(Task prompt):
Beginning with the line that includes "the grass lawn" and ending with the last line of the listing below, write out each line exactly, with no other output.

------------------------------------------------------------

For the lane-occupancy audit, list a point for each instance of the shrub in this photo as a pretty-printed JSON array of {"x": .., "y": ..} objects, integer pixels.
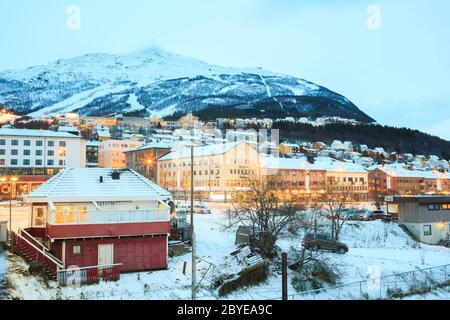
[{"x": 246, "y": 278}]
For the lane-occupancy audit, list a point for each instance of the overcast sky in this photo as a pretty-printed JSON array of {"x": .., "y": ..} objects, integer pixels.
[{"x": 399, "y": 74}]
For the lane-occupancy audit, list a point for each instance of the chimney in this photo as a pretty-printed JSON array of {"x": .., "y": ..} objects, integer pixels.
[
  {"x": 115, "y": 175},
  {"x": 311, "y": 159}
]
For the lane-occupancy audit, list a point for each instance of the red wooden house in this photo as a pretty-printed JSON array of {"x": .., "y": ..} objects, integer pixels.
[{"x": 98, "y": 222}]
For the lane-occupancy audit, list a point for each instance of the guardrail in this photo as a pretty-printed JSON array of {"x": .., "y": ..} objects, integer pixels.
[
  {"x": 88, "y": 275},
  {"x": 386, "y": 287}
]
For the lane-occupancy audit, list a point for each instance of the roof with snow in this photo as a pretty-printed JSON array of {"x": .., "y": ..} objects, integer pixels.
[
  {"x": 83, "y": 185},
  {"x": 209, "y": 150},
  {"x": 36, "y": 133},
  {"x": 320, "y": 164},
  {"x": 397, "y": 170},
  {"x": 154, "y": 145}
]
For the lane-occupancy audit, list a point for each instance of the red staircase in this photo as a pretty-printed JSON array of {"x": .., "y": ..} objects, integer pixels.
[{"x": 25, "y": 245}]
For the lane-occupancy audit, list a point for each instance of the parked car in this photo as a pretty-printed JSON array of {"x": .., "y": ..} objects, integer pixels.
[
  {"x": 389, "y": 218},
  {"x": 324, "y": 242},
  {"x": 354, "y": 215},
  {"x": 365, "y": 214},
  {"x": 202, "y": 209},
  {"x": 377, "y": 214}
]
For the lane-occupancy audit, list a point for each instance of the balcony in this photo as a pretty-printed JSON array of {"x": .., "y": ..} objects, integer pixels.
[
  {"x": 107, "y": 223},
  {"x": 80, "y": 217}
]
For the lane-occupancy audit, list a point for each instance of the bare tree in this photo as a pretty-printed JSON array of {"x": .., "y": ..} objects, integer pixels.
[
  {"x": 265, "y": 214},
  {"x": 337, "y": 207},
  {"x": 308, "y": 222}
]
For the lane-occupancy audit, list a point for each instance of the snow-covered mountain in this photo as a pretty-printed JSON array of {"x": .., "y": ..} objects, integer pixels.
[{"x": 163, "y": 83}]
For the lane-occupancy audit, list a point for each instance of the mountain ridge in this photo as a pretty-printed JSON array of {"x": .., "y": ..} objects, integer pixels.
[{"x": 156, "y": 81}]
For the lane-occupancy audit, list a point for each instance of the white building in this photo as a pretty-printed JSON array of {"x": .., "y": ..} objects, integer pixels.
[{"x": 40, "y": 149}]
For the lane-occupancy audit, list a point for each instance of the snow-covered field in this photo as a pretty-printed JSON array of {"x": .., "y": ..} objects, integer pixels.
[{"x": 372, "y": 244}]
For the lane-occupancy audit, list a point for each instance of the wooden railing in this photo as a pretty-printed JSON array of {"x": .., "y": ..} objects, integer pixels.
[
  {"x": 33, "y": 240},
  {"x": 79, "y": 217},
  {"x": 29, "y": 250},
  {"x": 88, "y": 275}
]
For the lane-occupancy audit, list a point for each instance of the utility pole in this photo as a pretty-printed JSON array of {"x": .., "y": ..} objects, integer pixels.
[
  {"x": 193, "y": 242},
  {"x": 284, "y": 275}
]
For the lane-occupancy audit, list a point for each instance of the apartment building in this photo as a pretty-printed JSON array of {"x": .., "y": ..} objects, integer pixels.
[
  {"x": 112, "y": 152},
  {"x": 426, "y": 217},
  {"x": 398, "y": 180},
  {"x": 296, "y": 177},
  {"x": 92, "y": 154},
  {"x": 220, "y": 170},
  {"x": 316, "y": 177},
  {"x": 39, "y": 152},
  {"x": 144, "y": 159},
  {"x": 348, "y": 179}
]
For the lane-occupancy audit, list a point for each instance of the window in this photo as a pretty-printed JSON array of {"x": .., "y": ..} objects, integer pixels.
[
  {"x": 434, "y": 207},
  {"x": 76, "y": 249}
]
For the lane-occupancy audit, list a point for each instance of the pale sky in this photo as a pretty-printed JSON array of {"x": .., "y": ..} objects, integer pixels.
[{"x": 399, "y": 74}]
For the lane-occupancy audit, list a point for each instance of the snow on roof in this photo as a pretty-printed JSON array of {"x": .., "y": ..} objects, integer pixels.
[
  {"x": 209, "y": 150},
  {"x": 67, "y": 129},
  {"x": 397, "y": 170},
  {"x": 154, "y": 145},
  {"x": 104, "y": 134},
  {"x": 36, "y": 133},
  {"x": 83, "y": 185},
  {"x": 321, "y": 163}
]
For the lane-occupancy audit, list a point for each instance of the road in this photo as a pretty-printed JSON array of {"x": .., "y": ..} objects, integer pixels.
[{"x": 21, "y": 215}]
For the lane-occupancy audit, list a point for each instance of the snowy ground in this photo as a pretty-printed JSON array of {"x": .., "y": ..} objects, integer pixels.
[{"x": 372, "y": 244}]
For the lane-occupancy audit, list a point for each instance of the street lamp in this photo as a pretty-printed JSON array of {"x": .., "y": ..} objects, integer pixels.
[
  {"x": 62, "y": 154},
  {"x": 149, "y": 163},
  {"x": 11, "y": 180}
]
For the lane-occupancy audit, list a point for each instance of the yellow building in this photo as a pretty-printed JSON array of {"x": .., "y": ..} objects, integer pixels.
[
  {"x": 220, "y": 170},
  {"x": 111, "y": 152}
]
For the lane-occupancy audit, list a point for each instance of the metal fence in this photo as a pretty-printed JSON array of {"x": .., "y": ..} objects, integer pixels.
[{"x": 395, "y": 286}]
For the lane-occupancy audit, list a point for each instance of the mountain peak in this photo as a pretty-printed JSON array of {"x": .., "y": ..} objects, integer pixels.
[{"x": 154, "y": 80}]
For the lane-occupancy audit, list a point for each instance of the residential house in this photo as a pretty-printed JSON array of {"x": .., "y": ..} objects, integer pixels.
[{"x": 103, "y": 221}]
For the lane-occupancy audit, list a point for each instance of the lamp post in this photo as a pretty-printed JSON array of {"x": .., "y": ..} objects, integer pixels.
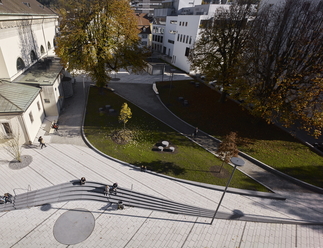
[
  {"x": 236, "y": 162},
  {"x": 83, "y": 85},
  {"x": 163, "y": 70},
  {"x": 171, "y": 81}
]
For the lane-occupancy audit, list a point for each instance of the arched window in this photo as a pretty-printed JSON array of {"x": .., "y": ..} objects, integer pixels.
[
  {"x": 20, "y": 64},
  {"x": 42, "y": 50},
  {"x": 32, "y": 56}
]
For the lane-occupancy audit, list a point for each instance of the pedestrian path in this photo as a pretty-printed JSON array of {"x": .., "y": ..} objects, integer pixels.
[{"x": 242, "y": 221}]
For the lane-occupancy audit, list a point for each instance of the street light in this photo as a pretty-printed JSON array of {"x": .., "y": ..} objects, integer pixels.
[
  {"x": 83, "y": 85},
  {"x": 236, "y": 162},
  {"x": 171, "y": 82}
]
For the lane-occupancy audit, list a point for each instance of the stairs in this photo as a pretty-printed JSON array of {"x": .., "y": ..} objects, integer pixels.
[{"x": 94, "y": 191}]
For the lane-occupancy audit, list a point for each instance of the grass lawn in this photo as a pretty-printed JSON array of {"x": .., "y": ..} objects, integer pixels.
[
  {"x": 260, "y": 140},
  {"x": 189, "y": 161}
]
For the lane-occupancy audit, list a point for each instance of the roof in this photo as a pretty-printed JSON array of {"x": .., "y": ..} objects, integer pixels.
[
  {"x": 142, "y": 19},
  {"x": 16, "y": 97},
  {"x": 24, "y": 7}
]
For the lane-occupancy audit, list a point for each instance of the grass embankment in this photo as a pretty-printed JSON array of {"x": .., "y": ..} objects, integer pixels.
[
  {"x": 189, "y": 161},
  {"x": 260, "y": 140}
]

------------------------------------------------------------

(Written answer):
For the lane-occupancy audit, list a point for each instance of the grass lawn in this photo as a pretty-printed JSON array of {"x": .., "y": ..} objects, integer pixels.
[
  {"x": 260, "y": 140},
  {"x": 189, "y": 161}
]
For the lane-occupancy audit, list a point for each instance of the roof in this photo as a pretty-printed JSON array of {"x": .., "y": ..} objects, integer pixels.
[
  {"x": 142, "y": 19},
  {"x": 16, "y": 97},
  {"x": 24, "y": 7}
]
For the lane-occupancy audit, list a point for each instance of the grass embankment in this photo as a pretty-printed JSON array of {"x": .., "y": ..} objects, integer pixels.
[
  {"x": 189, "y": 161},
  {"x": 260, "y": 140}
]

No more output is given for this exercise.